▸ **Задание**
Воспроизведите целиком и дословно приведенный ниже фрагмент биографии Иоанна Кронштадтского, сохранив орфографию и пунктуацию оригинала.

▸ **Фрагмент источника**
================================

Биография
о. Иоанна Кронштадтскаго.
Сам о. Иоанн сообщил
два года тому назад подробную свою автобиографию издателю журнала «Север», где
она и была напечатана в 1888 году, а оттуда заимствуем ее и мы.
«Я – сын причетника Архангельской
губернии, села Сурскаго, родился в 1829 году. Вот, нисколько не подготовленный
к школе, едва умевший читать по складам, я поступил в архангельское приходское
училище своекоштным воспитанником в 1839 году, на десятом году возраста. Туго
давалась мне грамота: руководителей ближайших не было, до всего должен был
доходить сам. Не малая скорбь была у меня по поводу моей непонятливости. Но с
детства, будучи приучен примером отца и матери к молитве, я был благочестиво
настроенным мальчиком и любил молитву и богослужение, особенно – хорошее пение.

================================

▸ **Представленные данные**
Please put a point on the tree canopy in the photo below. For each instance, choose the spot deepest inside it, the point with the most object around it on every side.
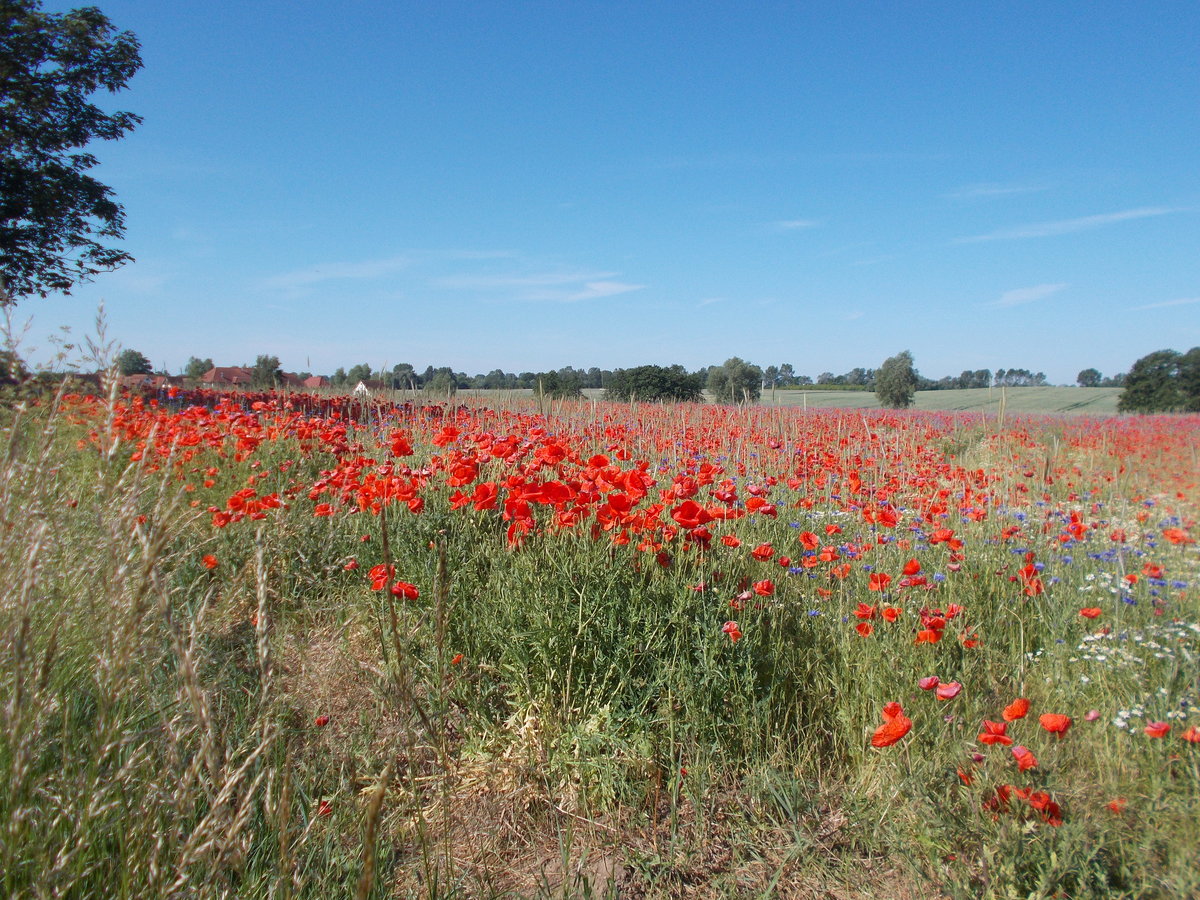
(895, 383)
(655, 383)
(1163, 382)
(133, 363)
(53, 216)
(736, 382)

================================

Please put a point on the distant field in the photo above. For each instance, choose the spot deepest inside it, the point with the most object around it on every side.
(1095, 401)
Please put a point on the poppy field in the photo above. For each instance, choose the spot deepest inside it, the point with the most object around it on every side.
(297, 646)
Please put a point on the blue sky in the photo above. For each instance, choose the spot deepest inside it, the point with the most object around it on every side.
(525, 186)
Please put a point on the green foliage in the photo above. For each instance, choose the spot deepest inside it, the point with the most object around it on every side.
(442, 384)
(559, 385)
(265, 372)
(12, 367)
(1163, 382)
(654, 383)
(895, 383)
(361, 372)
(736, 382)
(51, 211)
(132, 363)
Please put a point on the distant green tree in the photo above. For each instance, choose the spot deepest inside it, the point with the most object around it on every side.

================================

▸ **Письменный ответ**
Биография
о. Иоанна Кронштадтскаго.
Сам о. Иоанн сообщил
два года тому назад подробную свою автобиографию издателю журнала «Север», где
она и была напечатана в 1888 году, а оттуда заимствуем ее и мы.
«Я – сын причетника Архангельской
губернии, села Сурскаго, родился в 1829 году. Вот, нисколько не подготовленный
к школе, едва умевший читать по складам, я поступил в архангельское приходское
училище своекоштным воспитанником в 1839 году, на десятом году возраста. Туго
давалась мне грамота: руководителей ближайших не было, до всего должен был
доходить сам. Не малая скорбь была у меня по поводу моей непонятливости. Но с
детства, будучи приучен примером отца и матери к молитве, я был благочестиво
настроенным мальчиком и любил молитву и богослужение, особенно – хорошее пение.